Render this sentence from the passage about Calley Means in Spanish: "Calley and his younger sister Casey Means were raised in Washington, D.C."

BEGIN PASSAGE SHOWN

American government official (born 1985)

Calley Means (born September 28, 1985) is an American entrepreneur serving as a senior advisor for the United States Department of Health and Human Services since 2025. Earlier that year, he was a special government employee (SGE) for the department.

== Early life and education ==
Calley and his younger sister Casey Means were raised in Washington, D.C. He attended Stanford University, where he studied political science and economics, and earned a Master of Business Administration degree from Harvard University.

== Career ==
Means served as a White House intern during the second term of George W. Bush. He also interned for the Heritage Foundation before working as a consultant. He describes his experiences as a consultant on behalf of the food and pharmaceutical industries as his inspiration to fight against conflicts of interest within health regulatory bodies. While Means has described himself as a lobbyist, he has never registered as a lobbyist in the USA.

In 2022, Means founded Truemed, which enables tax-advantaged medical spending (i.e., flexible spending accounts (FSAs), health savings accounts (HSAs)) on health and wellness products and provides letters of medical necessity to qualify for eligible items. Media reports have alleged that Truemed's business model may not comply with Internal Revenue Service (IRS) regulation and that Means may have a conflict of interest in his role in the Department of Health and Human Services. Means has denied both assertions.

Means leads the lobbying organization End Chronic Disease, a coalition of executives from top wellness companies which was founded in 2024. End Chronic Disease advocates for policies to allow pre-tax medical spending funds to pay for health and wellness products.

Means and his sister Casey Means co-authored the 2024 book Good Energy: The Surprising Connection Between Metabolism and Limitless Health. The book helped them get a spot on The Tucker Carlson Show, as well as podcasts such as The Joe Rogan Experience, The Rubin Report, and The Doctor’s Farmacy with Mark Hyman. Means and Casey also participated in a live-stream from Washington, D.C. hosted by Senator Ron Johnson: American Health and Nutrition: A Second Opinion.

Means caught the attention of Robert F. Kennedy Jr. after appearing on a February 2024 episode of The Tucker Carlson Show. Both Means siblings advised Kennedy on healthcare policy during his presidential bid, eventually becoming surrogates for Kennedy's Make America Healthy Again platform within the Donald Trump 2024 presidential campaign. Means is credited with facilitating the Trump-Kennedy partnership, having arranged a call between the two candidates in July 2024 after the attempted assassination of Donald Trump in Pennsylvania. He served as an advisor to Health Secretary Kennedy during part of 2025. Media reports have alleged that Truemed's business model may not comply with Internal Revenue Service (IRS) regulation and that Means may have a conflict of interest in his role in the Department of Health and Human Services. Means has denied both assertions.

== Personal life ==
In 2017, Means married Leslie Voorhees. The couple moved from San Francisco to Tempe, Arizona in 2022. That same year, his mother died of pancreatic cancer.

Means identifies as politically conservative. According to The Wall Street Journal, he initially described himself as a "Never Trumper" before deciding that the policy goals of Kennedy and Trump aligned.

END PASSAGE SHOWN
BEGIN DATASET EXCERPTS

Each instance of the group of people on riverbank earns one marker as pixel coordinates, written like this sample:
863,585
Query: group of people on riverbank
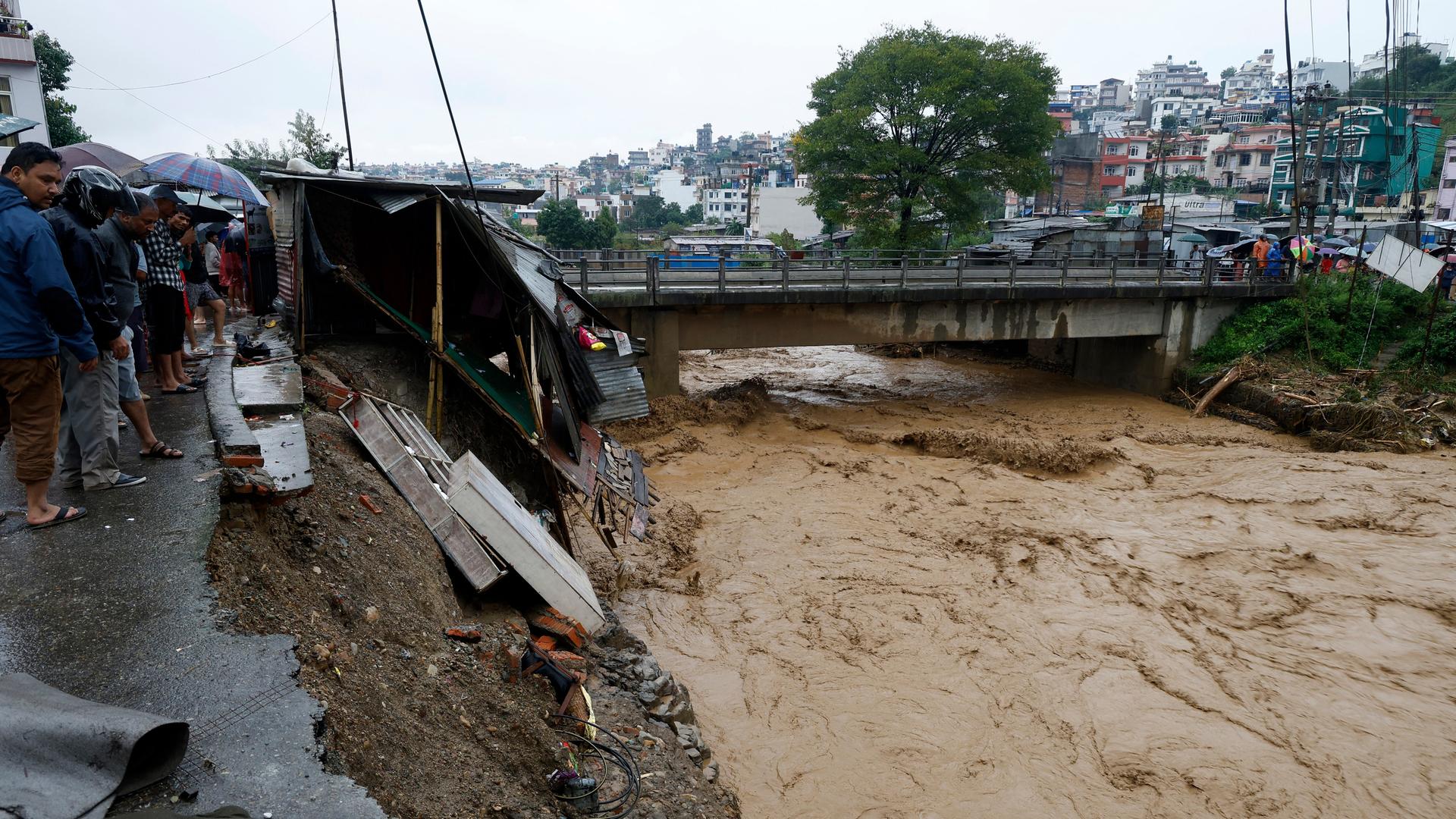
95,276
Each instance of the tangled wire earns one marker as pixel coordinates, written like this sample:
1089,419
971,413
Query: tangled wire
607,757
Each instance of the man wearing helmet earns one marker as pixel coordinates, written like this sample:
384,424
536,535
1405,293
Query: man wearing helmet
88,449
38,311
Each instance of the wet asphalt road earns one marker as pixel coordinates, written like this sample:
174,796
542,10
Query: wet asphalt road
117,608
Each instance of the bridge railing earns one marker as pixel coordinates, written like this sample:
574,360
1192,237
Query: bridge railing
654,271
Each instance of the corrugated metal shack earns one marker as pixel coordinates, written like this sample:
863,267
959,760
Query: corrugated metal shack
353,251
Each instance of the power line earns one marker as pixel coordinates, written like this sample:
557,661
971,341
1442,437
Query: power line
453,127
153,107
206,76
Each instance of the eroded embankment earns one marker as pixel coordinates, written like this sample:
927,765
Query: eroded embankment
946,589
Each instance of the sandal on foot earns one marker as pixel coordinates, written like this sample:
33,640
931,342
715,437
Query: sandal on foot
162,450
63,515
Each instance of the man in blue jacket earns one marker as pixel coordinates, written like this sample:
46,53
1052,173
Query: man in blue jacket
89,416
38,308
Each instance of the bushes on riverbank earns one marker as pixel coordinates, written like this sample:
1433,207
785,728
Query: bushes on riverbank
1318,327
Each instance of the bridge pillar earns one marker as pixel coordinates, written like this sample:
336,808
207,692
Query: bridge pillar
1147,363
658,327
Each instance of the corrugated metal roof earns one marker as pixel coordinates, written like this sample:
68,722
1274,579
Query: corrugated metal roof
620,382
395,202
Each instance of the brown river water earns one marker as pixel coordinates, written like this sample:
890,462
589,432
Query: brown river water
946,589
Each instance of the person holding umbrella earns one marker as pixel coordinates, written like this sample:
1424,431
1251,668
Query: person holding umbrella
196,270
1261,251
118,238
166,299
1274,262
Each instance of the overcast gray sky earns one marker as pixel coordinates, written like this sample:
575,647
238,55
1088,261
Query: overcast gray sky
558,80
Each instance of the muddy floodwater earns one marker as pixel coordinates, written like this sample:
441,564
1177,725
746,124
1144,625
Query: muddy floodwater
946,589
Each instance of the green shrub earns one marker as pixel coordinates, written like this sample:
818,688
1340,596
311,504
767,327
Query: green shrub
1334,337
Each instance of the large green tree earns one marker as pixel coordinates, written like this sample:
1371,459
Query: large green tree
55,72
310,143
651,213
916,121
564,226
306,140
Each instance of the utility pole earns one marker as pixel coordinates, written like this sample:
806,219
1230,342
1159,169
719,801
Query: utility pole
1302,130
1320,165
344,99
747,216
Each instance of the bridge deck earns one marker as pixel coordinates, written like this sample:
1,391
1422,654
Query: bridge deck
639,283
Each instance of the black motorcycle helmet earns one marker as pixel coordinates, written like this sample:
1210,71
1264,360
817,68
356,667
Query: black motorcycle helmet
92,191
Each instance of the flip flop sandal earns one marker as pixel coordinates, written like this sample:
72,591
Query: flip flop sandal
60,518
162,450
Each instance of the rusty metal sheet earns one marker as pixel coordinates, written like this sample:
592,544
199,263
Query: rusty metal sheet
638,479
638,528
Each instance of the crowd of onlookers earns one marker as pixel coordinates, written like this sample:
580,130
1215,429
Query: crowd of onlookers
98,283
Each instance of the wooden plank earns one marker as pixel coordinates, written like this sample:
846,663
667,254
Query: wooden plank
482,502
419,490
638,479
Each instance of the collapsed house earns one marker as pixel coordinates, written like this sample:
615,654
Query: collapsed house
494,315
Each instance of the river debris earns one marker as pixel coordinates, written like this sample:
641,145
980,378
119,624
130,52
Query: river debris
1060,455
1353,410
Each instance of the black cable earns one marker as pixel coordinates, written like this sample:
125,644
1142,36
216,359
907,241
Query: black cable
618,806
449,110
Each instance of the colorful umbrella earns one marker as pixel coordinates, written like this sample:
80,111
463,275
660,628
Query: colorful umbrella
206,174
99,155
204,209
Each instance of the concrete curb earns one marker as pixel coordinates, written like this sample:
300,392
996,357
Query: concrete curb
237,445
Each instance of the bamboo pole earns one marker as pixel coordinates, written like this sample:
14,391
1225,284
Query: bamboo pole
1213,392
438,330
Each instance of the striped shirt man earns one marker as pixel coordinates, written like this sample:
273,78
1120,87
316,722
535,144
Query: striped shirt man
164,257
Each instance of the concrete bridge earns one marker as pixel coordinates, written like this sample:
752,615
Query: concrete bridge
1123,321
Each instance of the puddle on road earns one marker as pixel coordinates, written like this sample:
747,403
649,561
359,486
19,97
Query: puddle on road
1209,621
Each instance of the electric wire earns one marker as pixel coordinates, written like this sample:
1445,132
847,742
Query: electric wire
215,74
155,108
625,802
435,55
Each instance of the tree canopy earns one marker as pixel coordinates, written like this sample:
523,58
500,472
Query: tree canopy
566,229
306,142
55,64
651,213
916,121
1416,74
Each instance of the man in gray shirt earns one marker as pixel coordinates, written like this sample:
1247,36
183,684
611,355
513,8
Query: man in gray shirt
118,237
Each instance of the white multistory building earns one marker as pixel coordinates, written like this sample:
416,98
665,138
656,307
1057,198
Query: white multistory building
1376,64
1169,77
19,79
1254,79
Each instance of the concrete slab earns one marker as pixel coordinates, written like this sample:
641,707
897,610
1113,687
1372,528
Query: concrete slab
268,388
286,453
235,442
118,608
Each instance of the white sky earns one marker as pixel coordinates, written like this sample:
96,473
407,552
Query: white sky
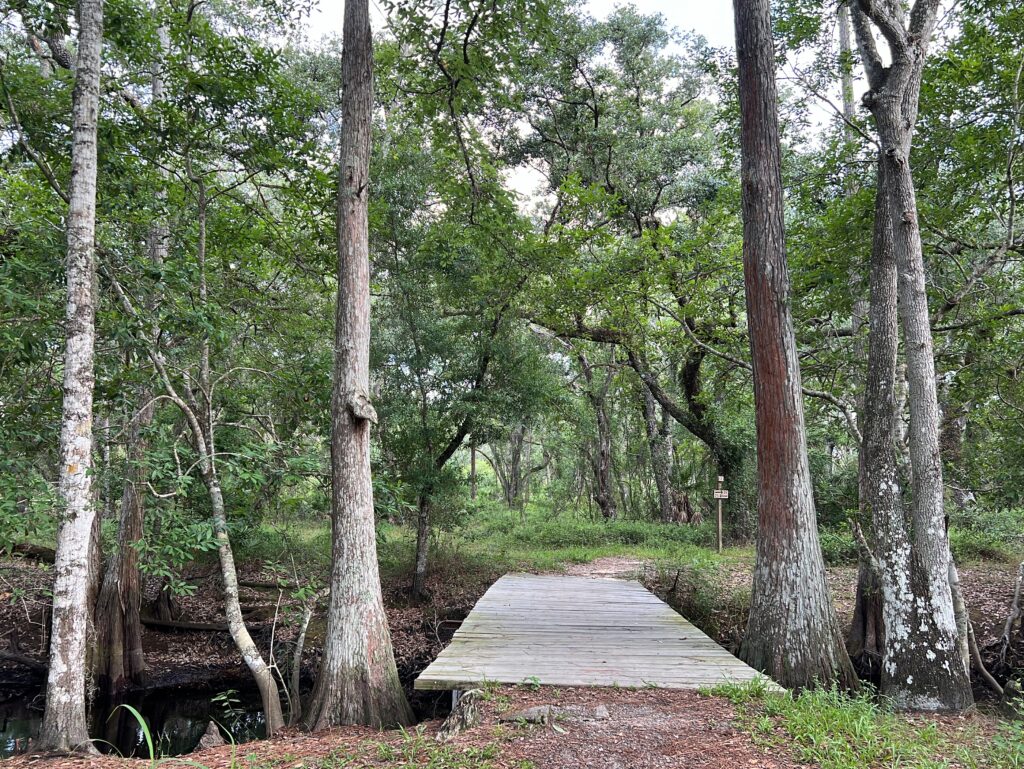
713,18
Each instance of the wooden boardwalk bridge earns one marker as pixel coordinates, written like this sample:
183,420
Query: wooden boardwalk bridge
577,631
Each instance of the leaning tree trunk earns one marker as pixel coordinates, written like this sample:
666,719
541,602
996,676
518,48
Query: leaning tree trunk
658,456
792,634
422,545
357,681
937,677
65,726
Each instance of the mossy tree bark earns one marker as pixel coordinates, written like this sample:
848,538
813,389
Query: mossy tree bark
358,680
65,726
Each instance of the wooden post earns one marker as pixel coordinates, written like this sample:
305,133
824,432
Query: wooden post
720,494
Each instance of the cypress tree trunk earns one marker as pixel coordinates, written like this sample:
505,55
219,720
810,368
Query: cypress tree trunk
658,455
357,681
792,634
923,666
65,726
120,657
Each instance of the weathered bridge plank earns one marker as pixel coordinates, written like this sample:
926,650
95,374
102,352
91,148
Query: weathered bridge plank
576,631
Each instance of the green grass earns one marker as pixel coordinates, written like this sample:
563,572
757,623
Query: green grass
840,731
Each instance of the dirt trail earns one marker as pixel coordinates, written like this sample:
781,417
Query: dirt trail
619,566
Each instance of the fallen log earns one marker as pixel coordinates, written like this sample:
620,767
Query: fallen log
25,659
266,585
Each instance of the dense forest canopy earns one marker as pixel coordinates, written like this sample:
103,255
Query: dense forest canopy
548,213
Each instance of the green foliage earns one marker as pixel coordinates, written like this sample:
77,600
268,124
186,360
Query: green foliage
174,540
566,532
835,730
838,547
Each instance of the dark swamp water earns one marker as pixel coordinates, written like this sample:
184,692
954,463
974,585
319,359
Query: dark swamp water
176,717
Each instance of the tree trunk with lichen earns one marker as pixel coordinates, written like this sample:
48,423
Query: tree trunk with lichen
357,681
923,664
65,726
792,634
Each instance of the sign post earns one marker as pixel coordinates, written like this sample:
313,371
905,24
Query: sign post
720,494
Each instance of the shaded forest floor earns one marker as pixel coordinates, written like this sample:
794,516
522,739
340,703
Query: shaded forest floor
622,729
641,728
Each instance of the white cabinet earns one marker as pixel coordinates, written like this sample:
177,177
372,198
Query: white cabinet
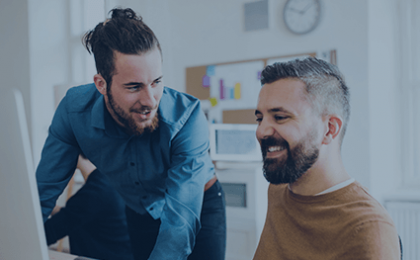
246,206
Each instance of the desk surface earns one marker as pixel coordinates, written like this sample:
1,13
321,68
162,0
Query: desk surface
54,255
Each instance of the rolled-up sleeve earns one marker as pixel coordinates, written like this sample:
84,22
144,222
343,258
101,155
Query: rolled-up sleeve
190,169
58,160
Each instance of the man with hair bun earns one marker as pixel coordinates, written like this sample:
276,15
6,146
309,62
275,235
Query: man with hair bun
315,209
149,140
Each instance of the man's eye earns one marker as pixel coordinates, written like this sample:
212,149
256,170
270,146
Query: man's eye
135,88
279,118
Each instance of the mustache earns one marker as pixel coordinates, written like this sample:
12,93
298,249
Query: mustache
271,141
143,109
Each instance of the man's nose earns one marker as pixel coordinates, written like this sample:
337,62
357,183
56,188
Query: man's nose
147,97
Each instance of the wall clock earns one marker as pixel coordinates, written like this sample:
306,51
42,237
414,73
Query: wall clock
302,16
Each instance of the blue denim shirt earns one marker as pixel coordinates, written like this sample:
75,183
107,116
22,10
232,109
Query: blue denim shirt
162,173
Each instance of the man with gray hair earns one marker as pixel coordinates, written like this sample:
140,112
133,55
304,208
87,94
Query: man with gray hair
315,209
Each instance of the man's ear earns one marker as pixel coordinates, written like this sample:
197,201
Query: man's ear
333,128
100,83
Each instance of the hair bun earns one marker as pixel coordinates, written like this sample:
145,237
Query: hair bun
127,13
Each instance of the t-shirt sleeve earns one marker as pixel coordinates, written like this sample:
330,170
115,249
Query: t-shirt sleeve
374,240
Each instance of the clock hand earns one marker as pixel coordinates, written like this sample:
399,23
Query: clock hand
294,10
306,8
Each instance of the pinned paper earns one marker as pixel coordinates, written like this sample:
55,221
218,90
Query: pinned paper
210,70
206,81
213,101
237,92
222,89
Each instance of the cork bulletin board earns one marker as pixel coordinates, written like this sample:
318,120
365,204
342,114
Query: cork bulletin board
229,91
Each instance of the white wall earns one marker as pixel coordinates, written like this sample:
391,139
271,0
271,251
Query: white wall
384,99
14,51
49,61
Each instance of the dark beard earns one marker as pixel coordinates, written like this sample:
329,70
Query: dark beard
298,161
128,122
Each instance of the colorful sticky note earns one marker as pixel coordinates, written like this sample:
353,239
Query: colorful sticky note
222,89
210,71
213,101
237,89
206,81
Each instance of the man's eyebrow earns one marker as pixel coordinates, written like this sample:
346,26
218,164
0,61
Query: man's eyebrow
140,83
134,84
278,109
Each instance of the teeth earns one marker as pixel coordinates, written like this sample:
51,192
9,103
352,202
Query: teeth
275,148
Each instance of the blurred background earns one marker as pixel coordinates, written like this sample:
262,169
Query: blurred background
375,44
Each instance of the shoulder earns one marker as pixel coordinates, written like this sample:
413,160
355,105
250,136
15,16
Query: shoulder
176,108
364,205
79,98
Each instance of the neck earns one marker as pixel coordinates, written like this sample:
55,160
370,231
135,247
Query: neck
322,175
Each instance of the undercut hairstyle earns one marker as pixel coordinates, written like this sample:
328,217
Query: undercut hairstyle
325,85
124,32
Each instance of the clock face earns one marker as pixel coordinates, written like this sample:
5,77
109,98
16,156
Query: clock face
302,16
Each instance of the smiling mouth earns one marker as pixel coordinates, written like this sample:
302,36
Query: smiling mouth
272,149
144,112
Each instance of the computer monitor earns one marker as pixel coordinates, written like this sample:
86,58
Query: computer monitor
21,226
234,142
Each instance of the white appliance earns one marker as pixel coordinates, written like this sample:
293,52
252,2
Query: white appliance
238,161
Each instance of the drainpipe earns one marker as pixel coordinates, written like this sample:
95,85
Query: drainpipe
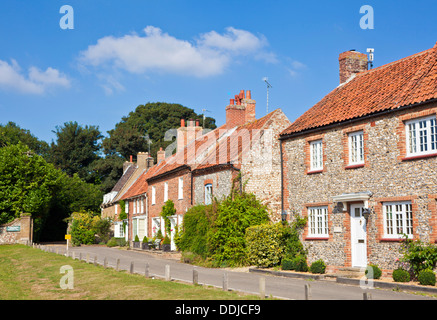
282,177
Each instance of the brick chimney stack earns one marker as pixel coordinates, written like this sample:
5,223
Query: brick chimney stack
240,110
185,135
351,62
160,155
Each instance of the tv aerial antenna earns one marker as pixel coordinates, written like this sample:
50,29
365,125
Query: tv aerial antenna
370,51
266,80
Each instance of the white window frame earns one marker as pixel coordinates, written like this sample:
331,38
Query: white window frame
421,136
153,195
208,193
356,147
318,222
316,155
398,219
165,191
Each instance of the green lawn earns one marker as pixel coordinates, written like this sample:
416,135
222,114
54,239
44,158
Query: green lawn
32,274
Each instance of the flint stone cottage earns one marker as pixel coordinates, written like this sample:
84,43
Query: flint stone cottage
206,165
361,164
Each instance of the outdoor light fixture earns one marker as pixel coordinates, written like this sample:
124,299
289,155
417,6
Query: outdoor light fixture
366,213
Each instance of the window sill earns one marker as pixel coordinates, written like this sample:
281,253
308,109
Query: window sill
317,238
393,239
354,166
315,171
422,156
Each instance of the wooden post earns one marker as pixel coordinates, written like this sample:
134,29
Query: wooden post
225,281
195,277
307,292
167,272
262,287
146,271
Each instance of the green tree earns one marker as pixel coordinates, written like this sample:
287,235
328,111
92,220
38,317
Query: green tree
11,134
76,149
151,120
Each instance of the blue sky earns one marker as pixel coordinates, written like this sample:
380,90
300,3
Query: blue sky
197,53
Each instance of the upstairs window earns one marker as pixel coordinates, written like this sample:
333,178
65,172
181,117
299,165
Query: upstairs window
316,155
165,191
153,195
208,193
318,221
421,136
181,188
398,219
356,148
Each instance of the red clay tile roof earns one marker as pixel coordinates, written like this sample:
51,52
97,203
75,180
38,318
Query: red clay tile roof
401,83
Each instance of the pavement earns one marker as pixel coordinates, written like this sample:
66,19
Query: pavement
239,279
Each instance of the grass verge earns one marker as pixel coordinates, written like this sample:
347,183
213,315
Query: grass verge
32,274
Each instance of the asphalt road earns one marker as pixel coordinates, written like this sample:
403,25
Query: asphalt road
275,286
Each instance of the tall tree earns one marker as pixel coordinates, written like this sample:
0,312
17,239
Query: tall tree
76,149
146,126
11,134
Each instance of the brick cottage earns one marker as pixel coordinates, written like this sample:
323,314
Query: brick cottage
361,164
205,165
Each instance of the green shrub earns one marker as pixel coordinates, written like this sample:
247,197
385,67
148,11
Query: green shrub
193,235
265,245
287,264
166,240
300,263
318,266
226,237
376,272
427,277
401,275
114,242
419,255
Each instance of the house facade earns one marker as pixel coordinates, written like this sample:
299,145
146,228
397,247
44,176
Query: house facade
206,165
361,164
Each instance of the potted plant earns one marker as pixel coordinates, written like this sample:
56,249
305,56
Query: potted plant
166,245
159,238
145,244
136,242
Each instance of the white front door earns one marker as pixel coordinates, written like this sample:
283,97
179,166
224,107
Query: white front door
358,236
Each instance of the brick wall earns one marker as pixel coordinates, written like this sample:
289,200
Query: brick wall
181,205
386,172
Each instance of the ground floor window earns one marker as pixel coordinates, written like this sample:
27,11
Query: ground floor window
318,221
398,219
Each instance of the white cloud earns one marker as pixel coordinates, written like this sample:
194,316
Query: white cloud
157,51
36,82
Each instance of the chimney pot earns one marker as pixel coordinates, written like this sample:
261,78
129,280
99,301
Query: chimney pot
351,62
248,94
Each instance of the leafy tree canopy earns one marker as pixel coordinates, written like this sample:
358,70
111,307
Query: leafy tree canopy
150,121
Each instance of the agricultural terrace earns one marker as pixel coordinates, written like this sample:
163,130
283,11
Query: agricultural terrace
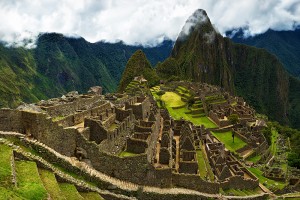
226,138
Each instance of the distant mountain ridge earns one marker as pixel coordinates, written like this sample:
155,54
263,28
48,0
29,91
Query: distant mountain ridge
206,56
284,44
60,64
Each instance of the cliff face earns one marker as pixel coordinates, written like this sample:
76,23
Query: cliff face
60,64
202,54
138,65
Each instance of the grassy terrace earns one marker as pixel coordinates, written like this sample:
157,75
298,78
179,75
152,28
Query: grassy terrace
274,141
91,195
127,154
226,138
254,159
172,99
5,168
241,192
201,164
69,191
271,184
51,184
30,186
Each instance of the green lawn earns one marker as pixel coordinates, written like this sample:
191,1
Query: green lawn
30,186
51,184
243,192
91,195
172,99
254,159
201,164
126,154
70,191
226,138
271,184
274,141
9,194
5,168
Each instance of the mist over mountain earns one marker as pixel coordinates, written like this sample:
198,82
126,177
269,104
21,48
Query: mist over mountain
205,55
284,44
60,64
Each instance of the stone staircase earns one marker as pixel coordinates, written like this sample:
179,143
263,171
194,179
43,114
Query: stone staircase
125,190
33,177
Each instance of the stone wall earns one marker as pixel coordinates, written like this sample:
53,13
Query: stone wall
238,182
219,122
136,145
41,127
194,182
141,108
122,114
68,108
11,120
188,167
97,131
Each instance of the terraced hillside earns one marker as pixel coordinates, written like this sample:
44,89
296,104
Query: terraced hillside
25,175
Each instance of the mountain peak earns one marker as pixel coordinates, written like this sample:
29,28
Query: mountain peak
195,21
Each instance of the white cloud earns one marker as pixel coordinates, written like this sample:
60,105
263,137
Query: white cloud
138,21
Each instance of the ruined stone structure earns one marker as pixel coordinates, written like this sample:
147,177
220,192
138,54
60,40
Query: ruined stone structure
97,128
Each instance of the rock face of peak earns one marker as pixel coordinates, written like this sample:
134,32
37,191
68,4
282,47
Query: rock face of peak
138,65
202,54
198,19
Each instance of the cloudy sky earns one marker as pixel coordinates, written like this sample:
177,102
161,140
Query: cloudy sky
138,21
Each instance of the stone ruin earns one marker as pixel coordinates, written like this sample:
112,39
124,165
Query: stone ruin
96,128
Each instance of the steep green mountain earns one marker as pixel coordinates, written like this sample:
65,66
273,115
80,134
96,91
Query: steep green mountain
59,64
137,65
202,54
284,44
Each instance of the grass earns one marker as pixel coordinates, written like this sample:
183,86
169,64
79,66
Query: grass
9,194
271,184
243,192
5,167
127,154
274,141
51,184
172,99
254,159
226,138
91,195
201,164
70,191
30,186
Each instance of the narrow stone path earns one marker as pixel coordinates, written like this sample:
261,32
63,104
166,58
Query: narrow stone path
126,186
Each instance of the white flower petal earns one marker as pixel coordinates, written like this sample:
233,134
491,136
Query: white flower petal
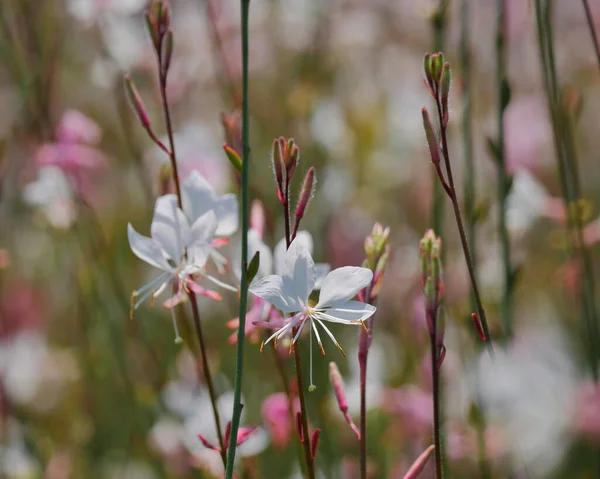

END DATASET EXCERPTS

→ **FINISHED EXERCISE**:
Calley y su hermana menor, Casey Means, se criaron en Washington, D.C.